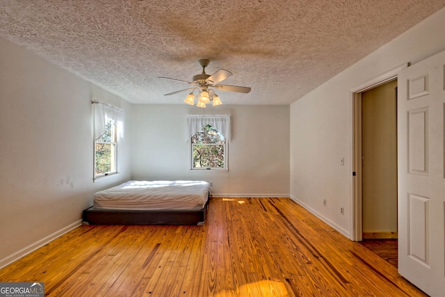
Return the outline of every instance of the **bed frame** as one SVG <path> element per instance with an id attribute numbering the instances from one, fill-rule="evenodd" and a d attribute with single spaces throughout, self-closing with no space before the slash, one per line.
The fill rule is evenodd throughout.
<path id="1" fill-rule="evenodd" d="M 83 221 L 86 225 L 202 225 L 209 199 L 200 210 L 95 209 L 91 207 L 83 211 Z"/>

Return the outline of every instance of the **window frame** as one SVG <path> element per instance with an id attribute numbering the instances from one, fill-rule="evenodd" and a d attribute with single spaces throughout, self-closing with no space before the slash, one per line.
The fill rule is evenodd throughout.
<path id="1" fill-rule="evenodd" d="M 221 135 L 224 136 L 224 142 L 222 143 L 193 143 L 193 142 L 192 141 L 192 138 L 193 138 L 193 136 L 196 134 L 200 133 L 201 130 L 207 125 L 211 126 L 213 129 L 218 131 L 218 133 L 220 133 Z M 215 127 L 212 126 L 210 124 L 207 124 L 207 125 L 203 127 L 201 129 L 200 129 L 200 131 L 197 131 L 193 135 L 192 135 L 189 139 L 189 141 L 190 141 L 190 145 L 188 145 L 188 156 L 190 158 L 189 169 L 191 170 L 211 170 L 211 171 L 223 171 L 223 172 L 228 171 L 229 170 L 229 144 L 228 144 L 229 142 L 227 141 L 227 138 L 225 137 L 224 134 L 220 132 L 220 131 L 218 130 L 218 129 L 215 128 Z M 202 168 L 193 167 L 193 146 L 196 145 L 222 145 L 224 149 L 224 167 L 202 167 Z"/>
<path id="2" fill-rule="evenodd" d="M 112 136 L 112 139 L 114 141 L 97 141 L 97 139 L 95 139 L 94 141 L 94 162 L 93 162 L 93 175 L 94 175 L 94 179 L 96 179 L 97 178 L 99 177 L 103 177 L 105 176 L 108 176 L 108 175 L 115 175 L 117 173 L 119 173 L 118 171 L 118 127 L 115 124 L 115 122 L 113 119 L 108 119 L 108 122 L 111 122 L 111 136 Z M 102 134 L 98 139 L 100 139 L 100 138 L 102 137 L 104 134 Z M 109 144 L 111 145 L 111 171 L 108 171 L 106 172 L 102 172 L 102 173 L 97 173 L 97 163 L 96 163 L 96 161 L 97 161 L 97 150 L 96 150 L 96 145 L 97 144 Z M 114 147 L 114 150 L 113 149 L 113 147 Z M 114 155 L 114 157 L 113 157 Z M 114 165 L 114 166 L 113 166 L 113 165 Z M 114 167 L 114 168 L 113 168 Z"/>

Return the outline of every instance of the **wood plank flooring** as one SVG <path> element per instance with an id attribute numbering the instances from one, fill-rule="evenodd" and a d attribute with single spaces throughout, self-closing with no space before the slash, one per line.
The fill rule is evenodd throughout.
<path id="1" fill-rule="evenodd" d="M 397 239 L 364 239 L 360 243 L 391 264 L 398 267 Z"/>
<path id="2" fill-rule="evenodd" d="M 51 296 L 426 296 L 287 198 L 212 198 L 204 226 L 81 226 L 0 282 Z"/>

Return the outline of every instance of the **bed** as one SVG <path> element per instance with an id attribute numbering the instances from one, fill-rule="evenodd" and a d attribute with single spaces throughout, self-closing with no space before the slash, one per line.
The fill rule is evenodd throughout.
<path id="1" fill-rule="evenodd" d="M 97 192 L 83 212 L 89 225 L 204 225 L 210 184 L 131 180 Z"/>

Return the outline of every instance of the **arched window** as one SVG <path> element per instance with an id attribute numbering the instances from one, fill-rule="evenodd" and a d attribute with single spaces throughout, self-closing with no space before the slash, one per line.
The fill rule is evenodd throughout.
<path id="1" fill-rule="evenodd" d="M 191 138 L 191 169 L 227 169 L 225 137 L 209 124 Z"/>

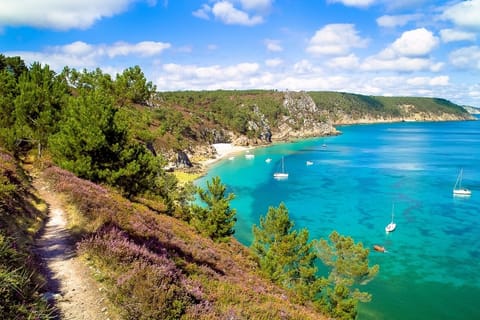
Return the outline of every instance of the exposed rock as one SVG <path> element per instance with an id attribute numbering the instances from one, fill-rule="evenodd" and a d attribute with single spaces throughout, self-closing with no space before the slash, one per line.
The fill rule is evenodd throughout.
<path id="1" fill-rule="evenodd" d="M 279 121 L 277 129 L 271 137 L 273 141 L 340 133 L 305 92 L 286 92 L 283 106 L 288 115 Z"/>
<path id="2" fill-rule="evenodd" d="M 187 154 L 181 150 L 177 152 L 177 168 L 191 168 L 193 167 L 192 162 L 188 158 Z"/>

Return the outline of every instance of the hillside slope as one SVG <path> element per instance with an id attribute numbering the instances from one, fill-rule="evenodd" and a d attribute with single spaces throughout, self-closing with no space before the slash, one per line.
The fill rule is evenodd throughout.
<path id="1" fill-rule="evenodd" d="M 136 124 L 141 136 L 176 166 L 189 166 L 179 152 L 194 162 L 214 157 L 214 143 L 256 146 L 337 135 L 341 124 L 474 119 L 438 98 L 262 90 L 159 92 L 149 107 L 131 112 L 143 121 Z"/>
<path id="2" fill-rule="evenodd" d="M 83 223 L 79 254 L 127 319 L 325 319 L 258 274 L 234 239 L 215 243 L 189 225 L 50 167 L 43 179 Z"/>

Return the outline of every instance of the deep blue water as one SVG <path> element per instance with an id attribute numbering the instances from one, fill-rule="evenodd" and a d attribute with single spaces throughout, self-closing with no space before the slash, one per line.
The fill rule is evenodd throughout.
<path id="1" fill-rule="evenodd" d="M 284 202 L 297 228 L 332 230 L 371 248 L 378 276 L 360 319 L 480 319 L 480 121 L 339 127 L 342 135 L 259 148 L 213 166 L 236 195 L 245 245 L 269 206 Z M 322 147 L 322 144 L 326 147 Z M 273 179 L 284 157 L 289 178 Z M 265 159 L 271 158 L 270 163 Z M 306 165 L 306 161 L 313 165 Z M 463 168 L 470 197 L 454 197 Z M 395 206 L 397 229 L 385 233 Z"/>

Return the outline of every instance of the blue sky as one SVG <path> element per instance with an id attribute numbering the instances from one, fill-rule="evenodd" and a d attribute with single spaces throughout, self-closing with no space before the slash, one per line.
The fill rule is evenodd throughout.
<path id="1" fill-rule="evenodd" d="M 480 107 L 480 0 L 1 0 L 0 53 L 159 91 L 333 90 Z"/>

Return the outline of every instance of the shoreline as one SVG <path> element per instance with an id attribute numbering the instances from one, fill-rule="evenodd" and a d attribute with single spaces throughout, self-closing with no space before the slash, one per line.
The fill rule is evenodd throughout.
<path id="1" fill-rule="evenodd" d="M 215 151 L 217 152 L 215 158 L 206 159 L 200 161 L 202 171 L 208 171 L 208 168 L 213 164 L 217 163 L 220 160 L 223 160 L 227 157 L 238 155 L 242 152 L 247 152 L 253 150 L 255 147 L 244 147 L 244 146 L 235 146 L 232 143 L 214 143 L 211 144 Z"/>

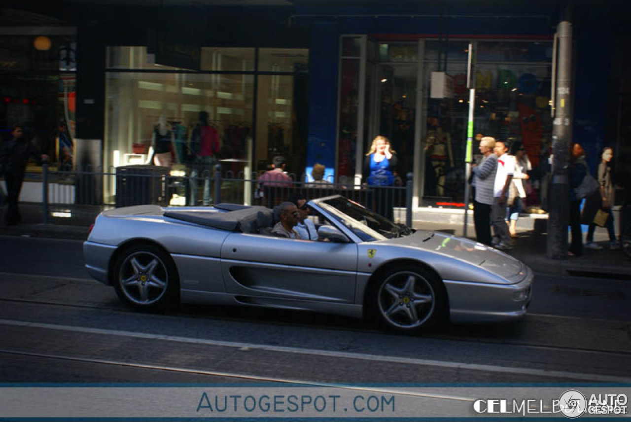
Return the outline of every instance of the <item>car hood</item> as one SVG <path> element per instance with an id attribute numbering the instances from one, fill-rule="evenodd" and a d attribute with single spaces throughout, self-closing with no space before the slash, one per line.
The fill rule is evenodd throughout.
<path id="1" fill-rule="evenodd" d="M 449 233 L 417 230 L 409 236 L 381 240 L 379 243 L 440 254 L 481 267 L 514 282 L 519 281 L 524 276 L 524 264 L 510 255 L 477 242 Z"/>

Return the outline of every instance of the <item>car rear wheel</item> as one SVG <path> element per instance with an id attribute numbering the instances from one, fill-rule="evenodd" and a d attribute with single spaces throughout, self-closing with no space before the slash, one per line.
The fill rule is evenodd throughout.
<path id="1" fill-rule="evenodd" d="M 444 315 L 446 298 L 440 281 L 422 267 L 393 267 L 373 286 L 370 296 L 372 314 L 386 329 L 418 332 Z"/>
<path id="2" fill-rule="evenodd" d="M 117 260 L 114 274 L 116 293 L 132 307 L 163 309 L 177 297 L 179 281 L 175 266 L 168 255 L 153 245 L 126 249 Z"/>

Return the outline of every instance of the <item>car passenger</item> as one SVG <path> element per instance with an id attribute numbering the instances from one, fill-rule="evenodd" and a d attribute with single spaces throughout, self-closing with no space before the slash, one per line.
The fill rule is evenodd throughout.
<path id="1" fill-rule="evenodd" d="M 283 202 L 278 206 L 278 211 L 280 221 L 274 226 L 272 233 L 290 239 L 302 239 L 293 229 L 298 224 L 300 215 L 295 204 L 290 202 Z"/>
<path id="2" fill-rule="evenodd" d="M 309 218 L 309 211 L 310 211 L 307 202 L 309 200 L 302 194 L 292 195 L 289 199 L 290 202 L 295 204 L 298 208 L 298 224 L 293 228 L 298 234 L 300 235 L 300 238 L 307 240 L 317 240 L 317 230 L 316 225 Z"/>

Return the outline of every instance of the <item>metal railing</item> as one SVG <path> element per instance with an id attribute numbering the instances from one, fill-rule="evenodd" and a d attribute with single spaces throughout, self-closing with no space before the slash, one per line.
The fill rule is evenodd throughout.
<path id="1" fill-rule="evenodd" d="M 246 178 L 243 172 L 221 166 L 191 176 L 184 171 L 170 171 L 156 166 L 125 166 L 103 171 L 86 168 L 51 172 L 42 167 L 44 223 L 51 218 L 90 221 L 103 209 L 155 204 L 162 206 L 203 206 L 220 202 L 259 205 L 273 208 L 294 195 L 307 199 L 341 195 L 406 225 L 412 224 L 412 173 L 401 186 L 367 186 L 355 183 L 321 184 L 303 182 L 290 174 L 292 181 L 267 185 L 256 173 Z M 112 194 L 103 195 L 107 187 Z M 89 224 L 89 223 L 86 223 Z"/>

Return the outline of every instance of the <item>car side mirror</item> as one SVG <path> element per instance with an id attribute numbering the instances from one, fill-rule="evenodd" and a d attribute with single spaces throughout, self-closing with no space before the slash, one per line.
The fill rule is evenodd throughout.
<path id="1" fill-rule="evenodd" d="M 348 238 L 339 228 L 333 226 L 321 226 L 317 230 L 317 235 L 322 239 L 341 243 L 348 243 Z"/>

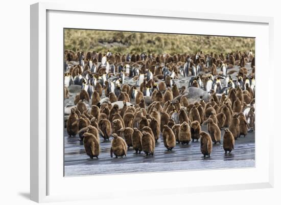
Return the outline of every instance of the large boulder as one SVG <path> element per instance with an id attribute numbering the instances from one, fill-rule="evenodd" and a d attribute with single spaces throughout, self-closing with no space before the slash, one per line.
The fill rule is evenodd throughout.
<path id="1" fill-rule="evenodd" d="M 203 96 L 203 99 L 206 102 L 209 100 L 210 95 L 206 91 L 195 87 L 190 87 L 185 89 L 182 95 L 177 96 L 174 101 L 178 100 L 179 101 L 182 96 L 188 98 L 189 103 L 194 103 L 200 100 L 200 96 Z"/>
<path id="2" fill-rule="evenodd" d="M 79 85 L 71 85 L 68 87 L 68 89 L 70 93 L 78 93 L 81 91 L 82 86 Z"/>

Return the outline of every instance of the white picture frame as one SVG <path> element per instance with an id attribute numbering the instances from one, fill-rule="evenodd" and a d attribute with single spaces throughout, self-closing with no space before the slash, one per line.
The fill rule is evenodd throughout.
<path id="1" fill-rule="evenodd" d="M 129 194 L 134 196 L 136 190 L 137 190 L 138 194 L 142 193 L 149 195 L 176 192 L 184 194 L 208 191 L 210 189 L 214 191 L 273 187 L 273 142 L 272 140 L 273 134 L 272 131 L 270 131 L 273 130 L 270 128 L 273 125 L 268 125 L 266 130 L 262 125 L 263 123 L 266 123 L 266 119 L 264 116 L 268 115 L 269 117 L 273 117 L 272 110 L 274 110 L 274 107 L 269 106 L 268 97 L 274 95 L 273 90 L 269 88 L 268 79 L 264 79 L 262 80 L 261 73 L 259 72 L 260 68 L 266 67 L 269 72 L 272 73 L 274 72 L 271 63 L 273 56 L 273 18 L 191 13 L 182 11 L 139 9 L 136 8 L 128 8 L 122 6 L 120 6 L 117 9 L 108 5 L 105 9 L 101 6 L 99 6 L 99 3 L 95 3 L 94 8 L 91 6 L 83 4 L 74 5 L 71 3 L 59 4 L 53 3 L 40 3 L 31 6 L 31 199 L 41 202 L 102 199 L 105 197 L 107 198 L 117 198 L 125 197 L 126 194 Z M 256 86 L 258 87 L 256 90 L 256 167 L 254 168 L 222 170 L 195 170 L 64 177 L 63 172 L 61 172 L 61 170 L 63 170 L 63 164 L 61 164 L 62 160 L 63 161 L 61 154 L 63 154 L 63 147 L 60 146 L 62 139 L 59 140 L 60 136 L 62 138 L 62 132 L 60 132 L 59 130 L 56 130 L 52 125 L 56 122 L 55 118 L 56 116 L 54 113 L 57 115 L 57 113 L 59 113 L 62 116 L 62 104 L 59 105 L 60 108 L 58 108 L 60 109 L 56 109 L 55 105 L 52 103 L 53 101 L 52 101 L 57 97 L 59 98 L 59 101 L 61 100 L 59 98 L 62 99 L 62 86 L 61 90 L 57 89 L 56 92 L 51 91 L 56 89 L 58 85 L 59 86 L 59 78 L 62 80 L 62 76 L 59 75 L 59 76 L 58 77 L 52 75 L 53 69 L 50 69 L 50 66 L 54 67 L 53 65 L 53 65 L 53 63 L 57 63 L 56 65 L 58 65 L 59 66 L 60 63 L 61 67 L 62 67 L 62 58 L 59 57 L 57 62 L 51 59 L 53 59 L 52 56 L 55 54 L 62 56 L 63 45 L 56 44 L 58 47 L 57 50 L 52 50 L 56 44 L 53 43 L 53 45 L 49 45 L 48 42 L 60 43 L 63 38 L 62 35 L 55 36 L 57 33 L 53 33 L 55 30 L 52 28 L 53 26 L 57 29 L 56 31 L 59 31 L 59 33 L 61 33 L 62 31 L 60 30 L 61 28 L 81 27 L 84 29 L 100 29 L 100 25 L 99 26 L 99 28 L 97 28 L 97 26 L 95 27 L 95 25 L 92 25 L 89 26 L 89 28 L 85 28 L 86 26 L 82 24 L 78 25 L 75 20 L 72 21 L 72 23 L 68 22 L 64 25 L 64 23 L 61 22 L 62 21 L 60 20 L 59 18 L 60 16 L 66 16 L 68 17 L 72 16 L 72 18 L 74 16 L 75 18 L 79 18 L 79 16 L 85 18 L 85 16 L 87 16 L 87 15 L 90 16 L 91 15 L 96 15 L 98 20 L 99 16 L 102 16 L 114 17 L 114 19 L 123 18 L 126 19 L 134 18 L 136 20 L 142 18 L 145 18 L 151 21 L 160 21 L 165 19 L 167 21 L 173 20 L 175 24 L 180 24 L 182 23 L 182 21 L 188 22 L 189 20 L 196 20 L 198 24 L 200 22 L 203 23 L 207 21 L 210 24 L 223 24 L 225 28 L 229 26 L 227 26 L 228 25 L 231 24 L 231 27 L 239 26 L 242 28 L 245 28 L 239 32 L 237 30 L 231 31 L 231 33 L 233 34 L 232 35 L 239 36 L 247 36 L 247 32 L 243 31 L 249 30 L 247 27 L 249 25 L 252 26 L 251 32 L 253 34 L 248 36 L 257 38 L 255 49 L 257 83 Z M 56 20 L 54 21 L 54 19 Z M 148 28 L 149 28 L 149 25 L 146 25 Z M 145 28 L 143 27 L 145 26 L 139 25 L 139 27 L 142 26 Z M 116 27 L 112 28 L 112 29 L 122 30 L 121 28 L 116 25 Z M 135 30 L 137 31 L 137 29 L 134 28 L 132 26 L 131 28 L 132 29 L 130 30 Z M 156 30 L 153 31 L 157 31 L 157 29 L 155 29 Z M 167 29 L 163 29 L 162 32 L 166 32 L 168 31 Z M 128 30 L 124 28 L 123 30 Z M 218 30 L 219 29 L 216 31 L 210 30 L 205 31 L 204 33 L 201 32 L 201 34 L 219 35 Z M 254 31 L 255 32 L 254 32 Z M 229 34 L 229 32 L 230 31 L 227 30 L 225 33 L 221 31 L 220 33 L 221 35 L 231 35 L 231 34 Z M 184 32 L 183 33 L 189 33 Z M 62 72 L 62 69 L 61 71 Z M 50 81 L 51 77 L 52 83 Z M 53 82 L 57 82 L 57 80 L 58 81 L 58 84 Z M 263 86 L 260 86 L 262 83 Z M 271 82 L 271 83 L 273 82 Z M 266 94 L 265 95 L 266 95 L 267 98 L 264 96 L 262 97 L 260 95 L 261 93 L 265 92 Z M 55 94 L 58 94 L 58 96 Z M 59 96 L 60 94 L 60 96 Z M 60 122 L 59 120 L 58 122 Z M 58 124 L 59 126 L 62 125 L 62 123 Z M 54 138 L 54 134 L 51 134 L 53 133 L 57 133 L 56 138 Z M 52 135 L 52 137 L 50 137 L 50 134 Z M 261 136 L 263 138 L 262 141 Z M 270 139 L 271 140 L 269 140 Z M 52 151 L 50 151 L 50 149 L 52 149 Z M 59 149 L 61 149 L 61 151 L 58 151 Z M 59 165 L 61 165 L 61 167 Z M 226 172 L 227 172 L 228 174 L 233 176 L 231 180 L 225 180 Z M 242 176 L 239 179 L 238 177 L 236 178 L 236 175 L 242 173 L 243 175 L 241 175 Z M 180 180 L 184 174 L 200 174 L 203 176 L 200 180 L 197 181 L 192 178 L 189 179 L 187 183 L 184 180 Z M 204 176 L 209 174 L 220 177 L 216 180 L 206 180 Z M 175 183 L 171 185 L 169 188 L 166 188 L 165 184 L 163 183 L 163 179 L 167 177 L 174 178 L 175 181 Z M 119 193 L 118 194 L 111 192 L 111 190 L 106 192 L 103 191 L 105 190 L 106 188 L 110 186 L 110 183 L 122 183 L 124 180 L 130 182 L 133 180 L 138 180 L 139 181 L 149 180 L 151 186 L 149 188 L 140 186 L 139 188 L 128 189 L 123 185 L 126 191 L 122 193 Z M 86 184 L 90 184 L 93 181 L 98 185 L 98 190 L 92 190 L 91 192 L 83 193 L 79 192 L 79 190 L 77 190 L 74 192 L 71 191 L 72 186 L 79 186 Z M 179 189 L 180 188 L 181 189 Z"/>

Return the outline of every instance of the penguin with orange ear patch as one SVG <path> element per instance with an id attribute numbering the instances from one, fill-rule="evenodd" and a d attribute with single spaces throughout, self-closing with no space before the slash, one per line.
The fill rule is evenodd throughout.
<path id="1" fill-rule="evenodd" d="M 119 136 L 117 134 L 113 133 L 112 134 L 113 139 L 111 141 L 111 147 L 110 148 L 110 156 L 113 157 L 113 154 L 115 155 L 115 158 L 118 158 L 127 154 L 127 144 L 124 140 Z"/>

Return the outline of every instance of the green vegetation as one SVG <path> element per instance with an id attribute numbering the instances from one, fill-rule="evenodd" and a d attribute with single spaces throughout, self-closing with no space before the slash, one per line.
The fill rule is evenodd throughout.
<path id="1" fill-rule="evenodd" d="M 65 29 L 65 49 L 113 53 L 254 52 L 254 38 Z"/>

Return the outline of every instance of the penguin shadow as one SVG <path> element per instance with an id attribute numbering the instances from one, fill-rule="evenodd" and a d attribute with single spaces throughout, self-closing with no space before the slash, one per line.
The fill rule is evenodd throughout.
<path id="1" fill-rule="evenodd" d="M 182 148 L 186 148 L 186 147 L 191 147 L 190 144 L 189 144 L 188 145 L 186 145 L 186 144 L 183 145 L 182 144 L 179 144 L 179 147 Z"/>
<path id="2" fill-rule="evenodd" d="M 92 162 L 92 161 L 97 161 L 99 160 L 99 158 L 97 158 L 96 157 L 93 157 L 93 158 L 91 158 L 91 157 L 87 158 L 87 161 L 88 162 Z"/>
<path id="3" fill-rule="evenodd" d="M 164 154 L 174 154 L 175 153 L 175 150 L 166 150 L 163 152 Z"/>
<path id="4" fill-rule="evenodd" d="M 80 139 L 76 136 L 68 136 L 66 139 L 66 143 L 67 144 L 76 144 L 77 141 L 80 142 Z M 83 142 L 83 141 L 82 141 Z"/>
<path id="5" fill-rule="evenodd" d="M 224 154 L 223 158 L 225 159 L 229 159 L 231 158 L 234 158 L 235 156 L 235 154 L 233 153 L 227 153 L 227 154 Z"/>
<path id="6" fill-rule="evenodd" d="M 100 142 L 100 143 L 110 143 L 111 142 L 110 138 L 109 138 L 108 140 L 102 140 Z"/>
<path id="7" fill-rule="evenodd" d="M 212 156 L 211 155 L 210 155 L 209 156 L 202 156 L 201 157 L 201 160 L 204 160 L 204 161 L 210 160 L 212 160 Z"/>
<path id="8" fill-rule="evenodd" d="M 145 153 L 143 153 L 142 154 L 140 154 L 140 155 L 142 155 L 144 158 L 154 158 L 154 154 L 152 155 L 151 154 L 146 154 Z"/>

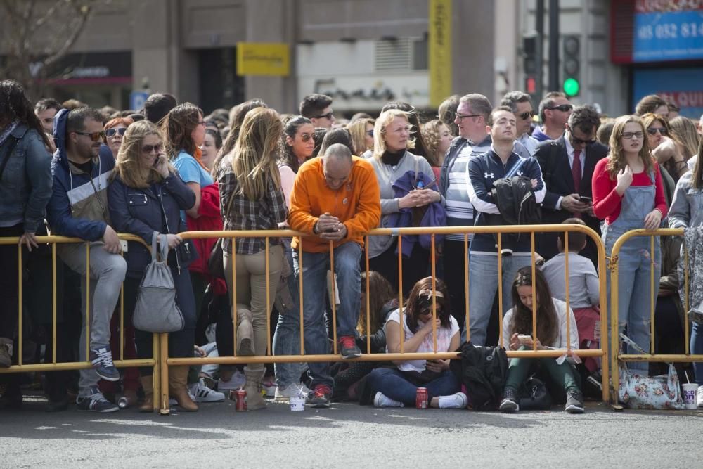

______________________________

Copy out word for word the lines that begin with the one containing "Return the outline of every instance of the large" and end with the one containing "79 85 L 71 85", including both.

Exercise answer –
Return the outline of every instance of the large boulder as one SVG <path> element per instance with an id attribute numbering the instances from one, fill-rule="evenodd" and a d attribute with single spaces throughout, self-closing with no space before the slash, one per line.
The fill rule is evenodd throughout.
<path id="1" fill-rule="evenodd" d="M 203 96 L 203 99 L 206 102 L 209 100 L 210 95 L 206 91 L 195 87 L 190 87 L 185 89 L 182 95 L 177 96 L 174 101 L 178 100 L 179 101 L 182 96 L 188 98 L 189 103 L 194 103 L 200 100 L 200 96 Z"/>
<path id="2" fill-rule="evenodd" d="M 79 85 L 71 85 L 68 87 L 68 89 L 70 93 L 78 93 L 81 91 L 82 86 Z"/>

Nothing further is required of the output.